## THE PROBLEM:
Rescale every bounding box coordinate by 0.75, rounding each result to a whole number with halves rounded up. Rewrite all the lines starting at the line that contains "Medical review: identify every pink flower visible" and ending at the line that contains "[338,182,409,212]", both included, leaving all other wording unchanged.

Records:
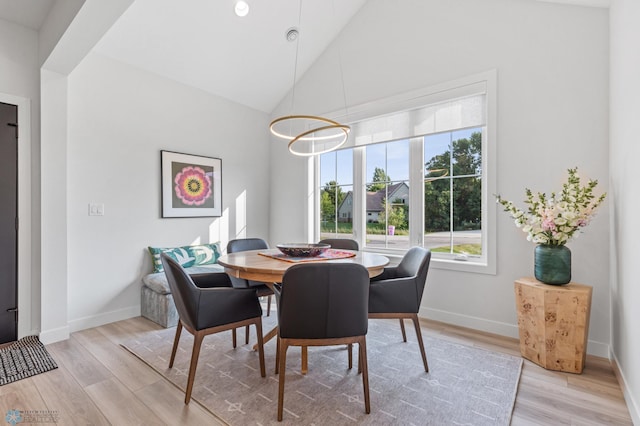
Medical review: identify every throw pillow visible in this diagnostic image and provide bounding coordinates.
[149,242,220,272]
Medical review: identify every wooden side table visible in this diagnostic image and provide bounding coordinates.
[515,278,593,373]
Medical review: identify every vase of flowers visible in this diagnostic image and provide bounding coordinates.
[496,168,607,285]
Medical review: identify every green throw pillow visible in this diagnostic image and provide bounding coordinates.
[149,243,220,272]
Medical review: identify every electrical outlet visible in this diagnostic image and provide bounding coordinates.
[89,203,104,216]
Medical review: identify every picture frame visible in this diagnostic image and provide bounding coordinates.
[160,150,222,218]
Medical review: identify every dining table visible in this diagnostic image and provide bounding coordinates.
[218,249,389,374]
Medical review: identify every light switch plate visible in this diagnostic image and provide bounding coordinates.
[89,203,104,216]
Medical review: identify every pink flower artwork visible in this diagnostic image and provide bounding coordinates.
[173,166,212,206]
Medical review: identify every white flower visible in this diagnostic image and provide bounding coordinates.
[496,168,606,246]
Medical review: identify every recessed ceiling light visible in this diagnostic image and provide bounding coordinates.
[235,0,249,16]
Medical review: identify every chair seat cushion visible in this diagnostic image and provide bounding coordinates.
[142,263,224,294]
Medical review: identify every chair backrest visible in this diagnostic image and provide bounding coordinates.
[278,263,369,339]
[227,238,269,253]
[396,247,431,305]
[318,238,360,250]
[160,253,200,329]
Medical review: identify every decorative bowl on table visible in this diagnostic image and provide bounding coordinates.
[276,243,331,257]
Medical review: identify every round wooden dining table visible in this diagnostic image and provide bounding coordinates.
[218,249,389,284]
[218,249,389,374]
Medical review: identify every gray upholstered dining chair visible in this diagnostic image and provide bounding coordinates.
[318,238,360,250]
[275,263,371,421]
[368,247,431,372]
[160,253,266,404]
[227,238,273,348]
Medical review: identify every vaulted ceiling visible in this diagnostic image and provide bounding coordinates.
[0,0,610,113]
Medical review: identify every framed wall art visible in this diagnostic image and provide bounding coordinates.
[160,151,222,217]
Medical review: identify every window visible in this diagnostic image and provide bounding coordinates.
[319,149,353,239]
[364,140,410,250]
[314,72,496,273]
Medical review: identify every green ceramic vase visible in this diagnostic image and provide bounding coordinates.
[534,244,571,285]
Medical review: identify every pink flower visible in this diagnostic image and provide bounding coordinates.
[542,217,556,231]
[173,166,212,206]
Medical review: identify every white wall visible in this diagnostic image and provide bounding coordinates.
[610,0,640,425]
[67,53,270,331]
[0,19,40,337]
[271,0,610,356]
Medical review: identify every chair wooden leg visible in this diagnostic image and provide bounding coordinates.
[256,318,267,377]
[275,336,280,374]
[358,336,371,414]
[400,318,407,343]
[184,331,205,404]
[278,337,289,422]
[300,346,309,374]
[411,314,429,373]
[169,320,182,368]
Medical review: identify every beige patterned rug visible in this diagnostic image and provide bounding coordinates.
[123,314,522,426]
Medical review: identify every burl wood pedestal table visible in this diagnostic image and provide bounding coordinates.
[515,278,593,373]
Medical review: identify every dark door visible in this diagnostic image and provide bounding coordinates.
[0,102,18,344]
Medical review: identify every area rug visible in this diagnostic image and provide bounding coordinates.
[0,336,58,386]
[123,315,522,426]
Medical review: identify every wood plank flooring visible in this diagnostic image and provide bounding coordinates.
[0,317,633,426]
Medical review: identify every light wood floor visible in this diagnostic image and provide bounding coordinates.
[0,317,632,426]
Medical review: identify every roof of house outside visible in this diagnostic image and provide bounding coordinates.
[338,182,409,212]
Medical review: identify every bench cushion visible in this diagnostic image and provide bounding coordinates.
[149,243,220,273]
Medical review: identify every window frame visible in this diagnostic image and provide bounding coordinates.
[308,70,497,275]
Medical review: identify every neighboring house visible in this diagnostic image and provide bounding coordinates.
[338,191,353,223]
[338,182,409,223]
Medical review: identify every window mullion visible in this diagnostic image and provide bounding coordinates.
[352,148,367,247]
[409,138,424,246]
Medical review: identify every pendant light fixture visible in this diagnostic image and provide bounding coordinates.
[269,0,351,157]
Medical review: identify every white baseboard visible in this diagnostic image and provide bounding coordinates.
* * *
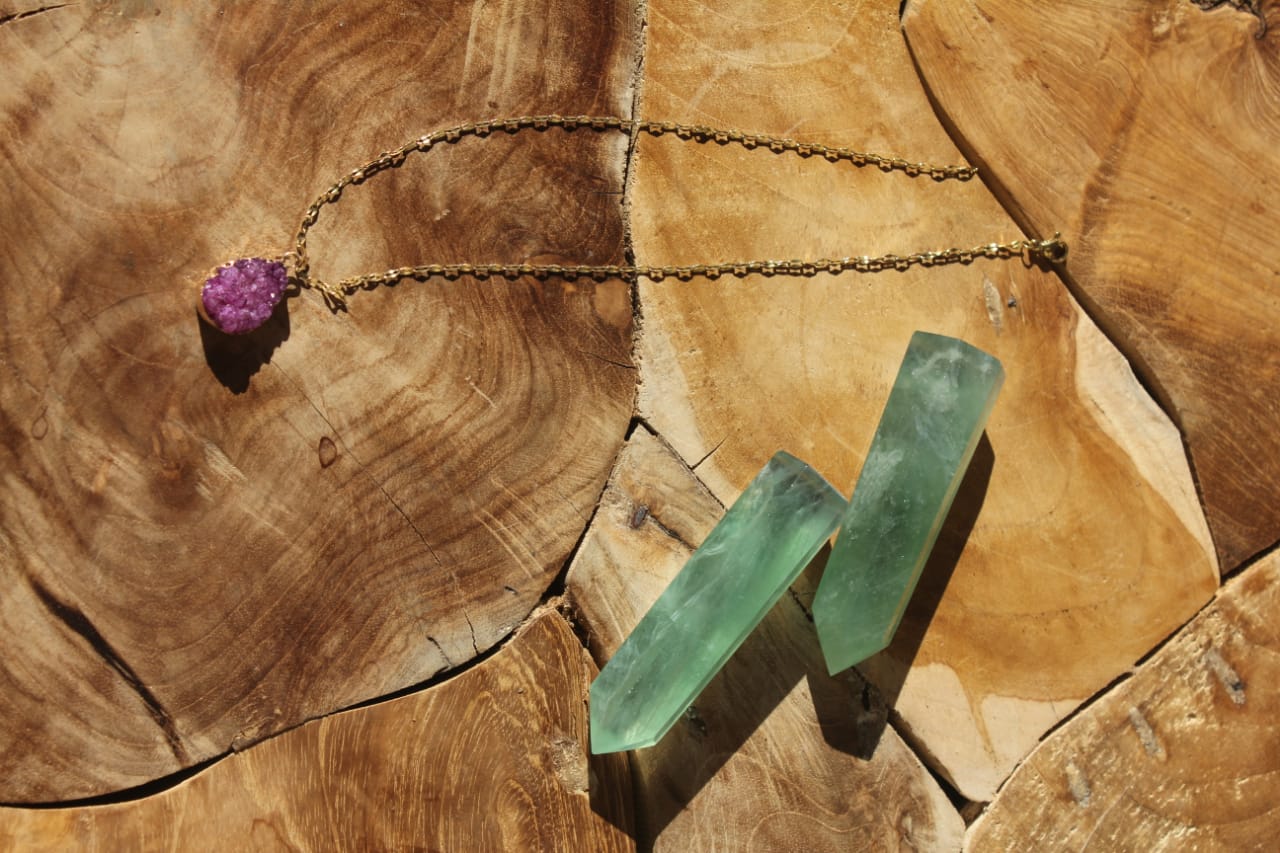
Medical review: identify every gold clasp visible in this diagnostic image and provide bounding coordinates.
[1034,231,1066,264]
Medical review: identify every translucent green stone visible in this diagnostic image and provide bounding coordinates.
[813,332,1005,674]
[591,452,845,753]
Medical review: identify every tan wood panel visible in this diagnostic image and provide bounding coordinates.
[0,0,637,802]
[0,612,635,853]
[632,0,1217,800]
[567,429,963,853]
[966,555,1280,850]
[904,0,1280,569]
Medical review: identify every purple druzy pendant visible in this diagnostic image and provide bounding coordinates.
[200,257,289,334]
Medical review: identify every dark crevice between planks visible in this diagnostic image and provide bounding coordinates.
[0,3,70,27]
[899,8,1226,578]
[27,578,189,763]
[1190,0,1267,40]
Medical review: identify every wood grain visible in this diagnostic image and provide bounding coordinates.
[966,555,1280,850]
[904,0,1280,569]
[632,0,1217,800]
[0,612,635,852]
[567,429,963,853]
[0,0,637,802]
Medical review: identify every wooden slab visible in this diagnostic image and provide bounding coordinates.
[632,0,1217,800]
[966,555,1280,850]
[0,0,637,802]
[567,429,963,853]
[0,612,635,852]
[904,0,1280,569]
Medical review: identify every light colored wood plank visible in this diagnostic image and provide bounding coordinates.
---
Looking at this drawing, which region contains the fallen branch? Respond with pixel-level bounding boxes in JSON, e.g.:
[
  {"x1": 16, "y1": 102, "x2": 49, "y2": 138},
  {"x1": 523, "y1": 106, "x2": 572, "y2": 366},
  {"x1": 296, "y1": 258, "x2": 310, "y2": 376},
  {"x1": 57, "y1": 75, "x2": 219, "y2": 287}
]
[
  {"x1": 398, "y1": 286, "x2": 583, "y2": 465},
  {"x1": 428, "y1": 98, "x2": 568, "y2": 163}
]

## EXERCISE OUTPUT:
Medical review: identify every pink flower visible in this diagnostic image and provide bounding coordinates.
[407,163,417,173]
[130,125,159,155]
Medical review: identify every white wall visible in this diagnostic image and provide bounding coordinates.
[458,0,480,319]
[50,40,203,248]
[0,14,30,253]
[203,0,458,267]
Medical review: identify every chair wooden leg visible in this diagnostic image and provide bounding coordinates.
[192,239,200,283]
[206,252,210,281]
[269,252,278,311]
[300,239,305,257]
[138,248,154,303]
[209,253,217,317]
[225,260,232,281]
[308,236,322,280]
[127,240,137,276]
Medical review: identify every beige patterned rug visible in this diagnostic image and provide bounding coordinates.
[92,236,392,320]
Medical review: identify every burl wood pedestal table visible in this diagnostic image and provide bounding coordinates.
[386,209,445,280]
Medical review: identify every dark door visible in this diagnostic image and provide bounding coordinates.
[0,77,14,258]
Medical review: identify every area rug visible in this diagnostic image and provide bounding coordinates.
[0,252,44,290]
[92,236,392,320]
Medical review: identify every wood plank flooring visible in this diagnostic image and provide bounding coordinates.
[0,238,475,320]
Medical review: identify every light wood floor visible in this diagnostic image and provide bounding coordinates.
[0,238,474,320]
Medical review: identify every roof of house outside visible in this diagnostic image and provide bounding coordinates.
[254,137,307,159]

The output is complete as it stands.